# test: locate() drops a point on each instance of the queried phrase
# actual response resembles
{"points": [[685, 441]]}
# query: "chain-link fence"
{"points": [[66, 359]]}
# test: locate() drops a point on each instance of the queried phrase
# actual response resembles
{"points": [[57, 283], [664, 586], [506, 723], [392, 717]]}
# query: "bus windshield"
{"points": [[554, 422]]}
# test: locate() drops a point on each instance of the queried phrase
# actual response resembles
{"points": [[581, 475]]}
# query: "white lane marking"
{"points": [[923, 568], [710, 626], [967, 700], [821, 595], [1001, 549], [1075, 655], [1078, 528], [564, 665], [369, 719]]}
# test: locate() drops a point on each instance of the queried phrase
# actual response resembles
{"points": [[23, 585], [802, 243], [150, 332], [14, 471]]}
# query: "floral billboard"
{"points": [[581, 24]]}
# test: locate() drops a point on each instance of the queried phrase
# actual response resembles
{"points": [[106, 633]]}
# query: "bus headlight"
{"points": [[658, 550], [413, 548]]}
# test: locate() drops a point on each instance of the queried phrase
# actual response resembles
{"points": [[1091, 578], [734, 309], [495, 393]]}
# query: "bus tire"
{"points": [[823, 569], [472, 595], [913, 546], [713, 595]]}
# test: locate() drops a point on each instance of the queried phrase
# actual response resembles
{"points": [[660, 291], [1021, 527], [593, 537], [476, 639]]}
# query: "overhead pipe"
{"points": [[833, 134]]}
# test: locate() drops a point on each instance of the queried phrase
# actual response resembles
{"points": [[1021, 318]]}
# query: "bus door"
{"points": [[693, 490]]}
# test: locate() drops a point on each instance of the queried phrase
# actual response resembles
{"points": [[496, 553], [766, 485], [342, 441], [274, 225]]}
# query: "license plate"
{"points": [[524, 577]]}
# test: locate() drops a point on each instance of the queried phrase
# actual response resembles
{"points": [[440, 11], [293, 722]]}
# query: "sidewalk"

• Short task
Output the full listing without altering anything.

• Written response
# test: locate() drops a point on each instance of the queried phrase
# actual response resembles
{"points": [[685, 441]]}
# query: "chain-link fence"
{"points": [[66, 359]]}
# test: locate() drops a point on each instance of the queried phrase
# actual response resembles
{"points": [[57, 283], [664, 586], [506, 723], [392, 717]]}
# query: "bus windshield"
{"points": [[554, 422]]}
# test: locate() drops a point on each instance of the queried phrase
# actual response resembles
{"points": [[581, 475]]}
# query: "white lane marking"
{"points": [[923, 568], [710, 626], [967, 700], [821, 595], [1001, 549], [1075, 655], [1078, 528], [564, 665], [369, 719]]}
# test: locate() drops a point on each instance of the queried phrase
# actual response resembles
{"points": [[23, 585], [802, 243], [150, 332], [14, 471]]}
# query: "floral billboard"
{"points": [[581, 24]]}
# test: locate() drops a point on each instance of the queried phrase
# actual response resembles
{"points": [[106, 633]]}
# query: "bus headlight"
{"points": [[658, 550], [413, 548]]}
# test: locate() drops a point on each instance of the queried phrase
# actual response resembles
{"points": [[1091, 578], [734, 309], [495, 393]]}
# query: "bus tire"
{"points": [[823, 569], [472, 595], [913, 546], [713, 595]]}
# test: locate() drops a point on each instance of the queried phrase
# actual response resembles
{"points": [[660, 291], [1021, 527], [593, 537], [476, 639]]}
# query: "overhead pipe"
{"points": [[833, 134]]}
# test: locate() drops a point on each instance of the queried phrase
# actual response resembles
{"points": [[1021, 318]]}
# query: "bus door"
{"points": [[693, 490]]}
# test: locate() drops a point on each instance of the queried phrase
# actual response resembles
{"points": [[496, 553], [766, 485], [342, 441], [274, 225]]}
# query: "license plate"
{"points": [[524, 577]]}
# test: locate() drops a point on each instance of the queried phrase
# actual response resembles
{"points": [[440, 11], [293, 722]]}
# query: "sidewalk"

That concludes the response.